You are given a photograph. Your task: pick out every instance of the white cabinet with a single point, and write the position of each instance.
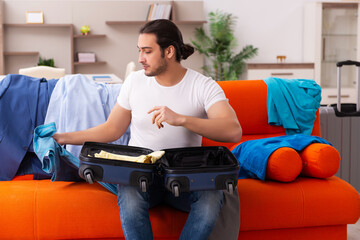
(280, 70)
(330, 36)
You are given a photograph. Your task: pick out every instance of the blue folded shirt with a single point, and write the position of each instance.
(57, 160)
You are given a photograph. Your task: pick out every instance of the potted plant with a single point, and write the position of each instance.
(219, 46)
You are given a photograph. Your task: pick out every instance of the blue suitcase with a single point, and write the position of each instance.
(115, 171)
(199, 168)
(181, 169)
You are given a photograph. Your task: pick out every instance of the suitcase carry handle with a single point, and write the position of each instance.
(339, 65)
(348, 63)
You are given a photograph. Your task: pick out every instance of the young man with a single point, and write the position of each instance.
(168, 106)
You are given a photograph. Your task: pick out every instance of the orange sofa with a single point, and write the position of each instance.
(306, 208)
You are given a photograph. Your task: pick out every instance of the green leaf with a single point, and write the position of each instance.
(218, 47)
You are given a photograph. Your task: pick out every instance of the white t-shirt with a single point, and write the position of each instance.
(192, 96)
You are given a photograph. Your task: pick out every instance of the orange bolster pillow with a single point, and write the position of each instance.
(284, 165)
(320, 160)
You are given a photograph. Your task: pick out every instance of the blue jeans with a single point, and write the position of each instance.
(204, 207)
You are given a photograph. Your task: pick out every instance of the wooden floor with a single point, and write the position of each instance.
(354, 231)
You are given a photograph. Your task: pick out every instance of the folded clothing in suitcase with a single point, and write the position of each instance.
(94, 168)
(182, 169)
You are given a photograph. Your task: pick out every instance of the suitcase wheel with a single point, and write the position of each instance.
(230, 187)
(175, 188)
(143, 184)
(89, 175)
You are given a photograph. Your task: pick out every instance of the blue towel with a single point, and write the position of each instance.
(292, 103)
(57, 160)
(253, 155)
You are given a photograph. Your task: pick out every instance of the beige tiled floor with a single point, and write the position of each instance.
(354, 231)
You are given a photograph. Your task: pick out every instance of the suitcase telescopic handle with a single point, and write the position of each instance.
(348, 63)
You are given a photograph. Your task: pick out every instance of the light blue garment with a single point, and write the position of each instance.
(55, 159)
(23, 103)
(78, 103)
(292, 103)
(253, 155)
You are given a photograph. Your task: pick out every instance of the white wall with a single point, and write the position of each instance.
(275, 27)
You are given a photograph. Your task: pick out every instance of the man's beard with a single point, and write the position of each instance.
(160, 69)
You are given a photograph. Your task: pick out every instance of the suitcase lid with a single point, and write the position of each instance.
(199, 158)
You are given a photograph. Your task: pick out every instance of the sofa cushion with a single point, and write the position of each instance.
(64, 210)
(284, 165)
(320, 160)
(304, 202)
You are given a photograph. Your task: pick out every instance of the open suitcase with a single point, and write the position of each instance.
(199, 168)
(182, 169)
(114, 171)
(340, 125)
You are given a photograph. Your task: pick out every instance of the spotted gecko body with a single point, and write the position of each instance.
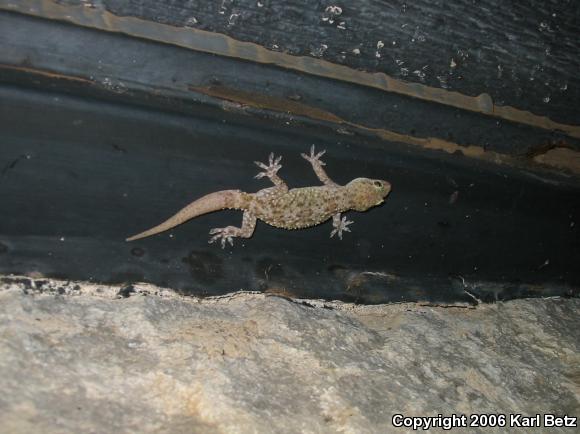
(282, 207)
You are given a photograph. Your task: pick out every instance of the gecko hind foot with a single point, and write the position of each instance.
(271, 169)
(223, 235)
(314, 158)
(340, 226)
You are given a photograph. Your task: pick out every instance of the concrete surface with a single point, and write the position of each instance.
(96, 359)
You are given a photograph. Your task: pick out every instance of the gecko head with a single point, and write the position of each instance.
(367, 193)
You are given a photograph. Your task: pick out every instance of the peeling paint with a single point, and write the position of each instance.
(223, 45)
(561, 158)
(264, 102)
(44, 73)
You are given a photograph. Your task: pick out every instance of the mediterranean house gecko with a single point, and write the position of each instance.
(282, 207)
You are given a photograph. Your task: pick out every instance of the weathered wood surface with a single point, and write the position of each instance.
(524, 54)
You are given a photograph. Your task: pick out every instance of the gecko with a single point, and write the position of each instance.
(282, 207)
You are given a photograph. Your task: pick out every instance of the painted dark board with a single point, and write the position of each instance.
(524, 54)
(79, 175)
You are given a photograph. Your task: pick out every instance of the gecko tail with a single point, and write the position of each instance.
(209, 203)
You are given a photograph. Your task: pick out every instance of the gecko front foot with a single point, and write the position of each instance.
(313, 158)
(340, 225)
(223, 235)
(271, 169)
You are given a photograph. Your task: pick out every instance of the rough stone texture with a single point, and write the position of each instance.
(90, 358)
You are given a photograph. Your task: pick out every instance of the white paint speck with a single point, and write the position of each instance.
(192, 21)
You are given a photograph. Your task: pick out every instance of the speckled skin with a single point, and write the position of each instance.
(282, 207)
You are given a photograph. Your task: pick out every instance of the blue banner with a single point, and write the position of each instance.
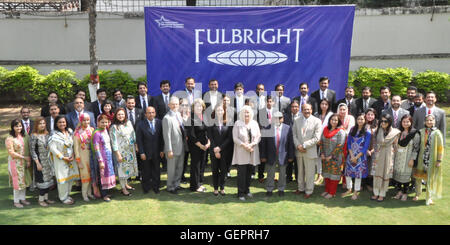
(252, 45)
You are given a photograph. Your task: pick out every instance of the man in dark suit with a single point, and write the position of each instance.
(52, 98)
(74, 117)
(305, 98)
(143, 99)
(383, 103)
(275, 150)
(26, 121)
(395, 111)
(78, 94)
(349, 101)
(365, 102)
(97, 105)
(324, 92)
(50, 120)
(161, 102)
(418, 103)
(151, 148)
(289, 119)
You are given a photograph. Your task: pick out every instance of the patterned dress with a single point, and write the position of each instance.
(40, 151)
(357, 145)
(123, 139)
(103, 155)
(332, 169)
(19, 174)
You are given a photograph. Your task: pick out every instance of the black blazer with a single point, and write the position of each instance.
(160, 106)
(150, 144)
(360, 107)
(310, 100)
(45, 111)
(331, 96)
(353, 110)
(138, 101)
(221, 138)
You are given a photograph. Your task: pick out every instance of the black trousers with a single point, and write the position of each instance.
(244, 178)
(151, 174)
(220, 170)
(197, 156)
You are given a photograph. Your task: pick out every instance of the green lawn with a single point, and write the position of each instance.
(189, 208)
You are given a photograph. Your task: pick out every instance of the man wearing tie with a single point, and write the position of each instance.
(396, 111)
(143, 99)
(281, 143)
(365, 102)
(307, 131)
(27, 123)
(384, 103)
(151, 148)
(174, 145)
(281, 102)
(304, 98)
(324, 92)
(161, 102)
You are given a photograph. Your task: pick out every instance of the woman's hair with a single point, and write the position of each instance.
(374, 122)
(213, 114)
(245, 108)
(36, 125)
(108, 102)
(116, 121)
(388, 117)
(354, 130)
(409, 117)
(14, 123)
(57, 119)
(329, 105)
(329, 121)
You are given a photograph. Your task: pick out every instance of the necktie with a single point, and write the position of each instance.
(144, 104)
(131, 117)
(278, 139)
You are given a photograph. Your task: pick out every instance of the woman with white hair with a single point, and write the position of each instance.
(246, 136)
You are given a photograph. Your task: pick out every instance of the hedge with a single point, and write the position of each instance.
(27, 82)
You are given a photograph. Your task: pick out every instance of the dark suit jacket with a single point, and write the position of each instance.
(72, 119)
(138, 101)
(268, 147)
(360, 106)
(45, 111)
(160, 106)
(379, 107)
(150, 144)
(353, 110)
(310, 100)
(331, 96)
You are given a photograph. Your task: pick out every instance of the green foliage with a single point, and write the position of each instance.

◆ **WHAT IS BEING ASKED**: Without the pictures, write out the whole listing above exactly as it appears.

◆ **THE OUTPUT**:
You are given a photograph. Your task: pick out every instance of the white cabinet with a single point, and write the position of each instance.
(280, 70)
(330, 36)
You are given a photograph. Your task: pick out every instance of the blue folded shirt with a single point, and write the position of each instance.
(57, 160)
You are given a photograph. Your task: pick out every instance of the potted plant with a single point, and write the position of each instance.
(219, 46)
You are given a photograph. Your task: pick out every instance of the blue suitcase with a single point, and write the position of each instance.
(115, 171)
(199, 168)
(181, 169)
You are given a photograph. Your task: pick out every instance of the suitcase carry handle with a single point, and write the position of each instance.
(339, 65)
(348, 63)
You are given a photograph. Your task: pick out every instance of the young man with a single point, and write the position of each instance.
(168, 106)
You are given a photograph. Your task: pick out every instance of the orange sofa with a single point, and write the position of each instance.
(306, 208)
You are given a photograph. Your task: pick out every instance of the green leaf with a single point, and write the position of each instance.
(218, 47)
You are given a photograph. Your task: pick out every instance of the white t-shirt with a single point, and write the position of each instance.
(192, 96)
You are given a photograph. Your task: pick out every instance of the orange bolster pillow with a single point, and write the position of each instance.
(284, 165)
(320, 160)
You are given a photograph. Your task: pick out every instance of the blue jeans with a single point, and write the position of each instance.
(204, 207)
You are given a photograph. Your task: pick out every instance of the wooden floor with a single point, and write the position of each instance.
(354, 231)
You are given a photograph. Your task: pick out every instance of the folded clothing in suitcase with a single point, and write the position of each instance.
(94, 168)
(182, 169)
You are given a photograph. Your task: pick out every instance of the suitcase wheel with a single point, and write the position of each instance.
(230, 187)
(175, 188)
(143, 184)
(89, 175)
You are given a photograph. Your task: pick out every instance of the blue towel with a single point, and write the position of each instance.
(292, 103)
(57, 160)
(253, 155)
You are given a photograph. Your task: pick out every instance of the beige tiled floor with a single point, and write the position of each instance.
(354, 231)
You are given a photograph. Your task: pick out every instance of the suitcase telescopic handle with a single point, and write the position of each instance.
(348, 63)
You are given a photograph. Your task: pick out every instance of the light blue garment with a single point, and write the position of each instance.
(55, 159)
(23, 103)
(78, 103)
(292, 103)
(253, 155)
You are given a photograph. Your task: pick out every instance of the white wall with a single point, and write the position of each instance.
(275, 27)
You are given a photograph. Your task: pick out every instance of the man's beard with a single point, and write the position of each instance.
(160, 69)
You are given a photograph. Your task: pick out every instance of the suitcase lid with a single point, and write the position of each instance.
(199, 158)
You are given a photograph. Your task: pick out every instance of the sofa cushion with a single point, and write the position of each instance.
(64, 210)
(284, 165)
(320, 160)
(304, 202)
You are given a photograph. Your task: pick out every instance of the open suitcase with a single point, and write the position of each instance.
(199, 168)
(182, 169)
(114, 171)
(340, 125)
You are given a photograph. Your task: pick out every instance of the spotted gecko body with a single point, and write the position of each instance.
(282, 207)
You are given a photograph. Your task: pick out every instance of the gecko hind foot with a single point, and write the position of each instance.
(271, 169)
(223, 235)
(314, 158)
(340, 226)
You are given a photograph. Your task: pick out every instance of the concrete surface with a single point, and write the position of each instance.
(96, 359)
You are given a photograph. Your task: pick out every instance of the gecko head with a single point, and write the position of each instance.
(367, 193)
You are given a photograph. Your task: pick out every instance of the peeling paint with a single point, and write the position of each instance.
(223, 45)
(561, 158)
(264, 102)
(44, 73)
You are given a photograph. Your task: pick out every instance of the mediterranean house gecko with a single point, and write the position of each instance.
(282, 207)
You are given a photograph. Your task: pick out every instance of the weathered wood surface with a single point, and write the position of each instance.
(524, 54)
You are given a photograph. Your task: pick out every instance of the gecko with a single point, and write the position of each instance.
(282, 207)
You are given a photograph. Your task: pick out every instance of the painted dark board with a single point, and write the position of each instance.
(524, 54)
(79, 175)
You are given a photograph. Your task: pick out every instance of the gecko tail with a single point, and write the position of each instance.
(209, 203)
You are given a photograph. Your task: pick out every instance of the gecko front foot with a single point, and write the position of each instance.
(313, 158)
(340, 225)
(223, 235)
(271, 169)
You are given a photograph. Your task: pick out every instance of the rough stone texture with a single point, and write the position of each instance.
(90, 358)
You are given a photograph. Your task: pick out every instance of the white paint speck with a single point, and write the position of each instance.
(192, 21)
You are given a photograph. Your task: pick out every instance of the speckled skin with a single point, and write the position of each instance.
(282, 207)
You are given a photograph. Your task: pick out every instance of the blue banner with a single point, and write the position of each instance.
(252, 45)
You are given a photograph. Your task: pick out every instance of the man in dark suit with a single point, and write the position of each instance.
(52, 98)
(74, 117)
(305, 98)
(143, 99)
(383, 103)
(275, 150)
(26, 121)
(395, 111)
(78, 94)
(349, 101)
(365, 102)
(97, 105)
(324, 92)
(50, 120)
(161, 102)
(418, 103)
(151, 148)
(289, 119)
You are given a photograph. Your task: pick out every instance of the patterned dress with a single point, and write the position of each instance.
(40, 151)
(357, 145)
(123, 139)
(103, 155)
(332, 169)
(19, 174)
You are given a photograph. Your task: pick out every instance of the black blazer with a single point, and write the position of each instance.
(160, 106)
(150, 144)
(360, 107)
(310, 100)
(45, 111)
(331, 96)
(353, 110)
(138, 101)
(221, 138)
You are given a photograph. Your task: pick out every instance of the black trousers with a single point, and write the position of each instance.
(244, 178)
(151, 174)
(220, 170)
(197, 156)
You are given a photograph. Your task: pick out every instance of the green lawn with a single point, and write the position of each instance.
(189, 208)
You are given a photograph. Your task: pick out every instance of the man wearing tie with a single point, and write the position of each instance.
(396, 111)
(143, 99)
(281, 143)
(365, 102)
(307, 131)
(27, 123)
(384, 103)
(151, 148)
(174, 145)
(281, 102)
(304, 98)
(324, 92)
(161, 102)
You are given a photograph. Your task: pick out every instance of the woman's hair with a single point, and write the position of each instance.
(374, 122)
(213, 114)
(245, 108)
(36, 125)
(108, 102)
(116, 121)
(388, 117)
(354, 130)
(409, 117)
(14, 123)
(57, 119)
(329, 105)
(329, 121)
You are given a photograph. Your task: pick out every instance of the necktie with a single point, and write the position of each instance.
(144, 104)
(131, 117)
(278, 139)
You are given a photograph. Your task: pick out every instance of the woman with white hair with a single point, and write the position of each instance.
(246, 136)
You are given a photograph. Your task: pick out every instance of the hedge with a single point, and write the position of each instance.
(27, 82)
You are given a photograph. Your task: pick out every instance of the dark suit jacket with a single point, and write the position of each instance.
(72, 119)
(138, 101)
(268, 147)
(360, 106)
(45, 111)
(160, 106)
(379, 107)
(150, 144)
(353, 110)
(310, 100)
(331, 96)
You are given a photograph. Your task: pick out every instance of the green foliage with a single point, and write the position of each instance.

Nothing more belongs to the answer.